* Tujuan A: Tuliskan kembali seluruh artikel tentang hukum lamaran nikah dalam Islam tanpa mengubah satu kata atau tanda baca pun.

* Artikel:
Ahad 23 Feb 2020 21:10 WIB

Hukum Lamaran Nikah dalam Islam (2)

Terjadi perbedaan pendapat soal hukum lamaran nikah.

Rep: Imas Damayanti/ Red: Muhammad Hafil
Hukum Lamaran Nikah dalam Islam. Foto: Pernikahan Ilustrasi
Foto: Republika/Prayogi
Hukum Lamaran Nikah dalam Islam. Foto: Pernikahan Ilustrasi

REPUBLIKA.CO.ID, JAKARTA -- Meskipun mayoritas ulama berpendapat bahwa hukum nikah adalah sunnah, namun terdapat pendapat yang berbeda mengenai hukum perkara ini. Misalnya, kalangan ulama-ulama dari mazhab Zhahiri menghukumi nikah adalah sebuah kewajiban.

Sedangkan dari kalangan ulama-uama mazhab Maliki disebutkan, hukum nikah bagi sebagian orang adalah sunah sedangkan bagian yang lain menghukuminya sebagai mubah. Ulama-ulama ini berpendapat bahwa hal itu menyangkut sejauh mana seseorang mengkhawatirkan dirinya terjerumus dalam perbuatan zina.

* Tujuan B: Masukkan baris-baris daftar di bawah ke dalam tabel Markdown berkolom "No" dan "Baris". Mulailah dari baris pertama daftar dan berhentilah pada baris yang memuat "72), (107, 68)]", dengan kedua ujung disertakan dan baris kosong dilewati.

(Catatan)
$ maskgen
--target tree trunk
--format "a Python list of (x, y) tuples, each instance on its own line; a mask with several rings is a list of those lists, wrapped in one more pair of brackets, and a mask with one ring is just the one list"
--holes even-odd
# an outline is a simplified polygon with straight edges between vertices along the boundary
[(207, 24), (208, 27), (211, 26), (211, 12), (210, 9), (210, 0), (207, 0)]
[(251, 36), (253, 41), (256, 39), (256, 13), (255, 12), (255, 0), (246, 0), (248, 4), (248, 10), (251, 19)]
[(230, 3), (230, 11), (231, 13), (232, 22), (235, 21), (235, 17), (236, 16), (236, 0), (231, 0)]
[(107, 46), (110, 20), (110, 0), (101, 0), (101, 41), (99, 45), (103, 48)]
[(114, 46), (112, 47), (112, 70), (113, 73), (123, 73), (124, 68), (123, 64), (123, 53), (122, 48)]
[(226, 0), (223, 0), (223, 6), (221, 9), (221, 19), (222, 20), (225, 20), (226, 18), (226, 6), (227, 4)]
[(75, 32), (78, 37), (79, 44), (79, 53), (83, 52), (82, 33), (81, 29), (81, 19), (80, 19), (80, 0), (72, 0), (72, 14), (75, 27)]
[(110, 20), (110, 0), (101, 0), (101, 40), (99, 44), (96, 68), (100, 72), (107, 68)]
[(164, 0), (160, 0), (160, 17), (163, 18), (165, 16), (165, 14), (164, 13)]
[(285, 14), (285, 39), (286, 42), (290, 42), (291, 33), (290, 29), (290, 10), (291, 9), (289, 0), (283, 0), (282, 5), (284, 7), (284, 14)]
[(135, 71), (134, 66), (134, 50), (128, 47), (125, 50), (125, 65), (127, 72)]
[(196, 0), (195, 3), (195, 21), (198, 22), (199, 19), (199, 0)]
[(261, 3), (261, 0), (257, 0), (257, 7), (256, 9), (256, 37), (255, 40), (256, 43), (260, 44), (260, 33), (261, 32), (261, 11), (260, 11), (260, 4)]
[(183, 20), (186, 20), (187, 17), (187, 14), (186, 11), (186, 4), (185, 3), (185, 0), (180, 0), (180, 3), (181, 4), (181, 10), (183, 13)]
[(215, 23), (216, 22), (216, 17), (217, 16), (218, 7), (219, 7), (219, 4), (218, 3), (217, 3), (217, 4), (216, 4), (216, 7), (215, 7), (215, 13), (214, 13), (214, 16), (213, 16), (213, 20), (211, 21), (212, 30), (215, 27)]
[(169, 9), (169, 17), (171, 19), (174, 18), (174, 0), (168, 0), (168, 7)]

* Solusi A:
Ahad 23 Feb 2020 21:10 WIB

Hukum Lamaran Nikah dalam Islam (2)

Terjadi perbedaan pendapat soal hukum lamaran nikah.

Rep: Imas Damayanti/ Red: Muhammad Hafil
Hukum Lamaran Nikah dalam Islam. Foto: Pernikahan Ilustrasi
Foto: Republika/Prayogi
Hukum Lamaran Nikah dalam Islam. Foto: Pernikahan Ilustrasi

REPUBLIKA.CO.ID, JAKARTA -- Meskipun mayoritas ulama berpendapat bahwa hukum nikah adalah sunnah, namun terdapat pendapat yang berbeda mengenai hukum perkara ini. Misalnya, kalangan ulama-ulama dari mazhab Zhahiri menghukumi nikah adalah sebuah kewajiban.

Sedangkan dari kalangan ulama-uama mazhab Maliki disebutkan, hukum nikah bagi sebagian orang adalah sunah sedangkan bagian yang lain menghukuminya sebagai mubah. Ulama-ulama ini berpendapat bahwa hal itu menyangkut sejauh mana seseorang mengkhawatirkan dirinya terjerumus dalam perbuatan zina.

* Solusi B:
| No | Baris |
|---|---|
| 1 | $ maskgen |
| 2 | --target tree trunk |
| 3 | --format "a Python list of (x, y) tuples, each instance on its own line; a mask with several rings is a list of those lists, wrapped in one more pair of brackets, and a mask with one ring is just the one list" |
| 4 | --holes even-odd |
| 5 | # an outline is a simplified polygon with straight edges between vertices along the boundary |
| 6 | [(207, 24), (208, 27), (211, 26), (211, 12), (210, 9), (210, 0), (207, 0)] |
| 7 | [(251, 36), (253, 41), (256, 39), (256, 13), (255, 12), (255, 0), (246, 0), (248, 4), (248, 10), (251, 19)] |
| 8 | [(230, 3), (230, 11), (231, 13), (232, 22), (235, 21), (235, 17), (236, 16), (236, 0), (231, 0)] |
| 9 | [(107, 46), (110, 20), (110, 0), (101, 0), (101, 41), (99, 45), (103, 48)] |
| 10 | [(114, 46), (112, 47), (112, 70), (113, 73), (123, 73), (124, 68), (123, 64), (123, 53), (122, 48)] |
| 11 | [(226, 0), (223, 0), (223, 6), (221, 9), (221, 19), (222, 20), (225, 20), (226, 18), (226, 6), (227, 4)] |
| 12 | [(75, 32), (78, 37), (79, 44), (79, 53), (83, 52), (82, 33), (81, 29), (81, 19), (80, 19), (80, 0), (72, 0), (72, 14), (75, 27)] |
| 13 | [(110, 20), (110, 0), (101, 0), (101, 40), (99, 44), (96, 68), (100, 72), (107, 68)] |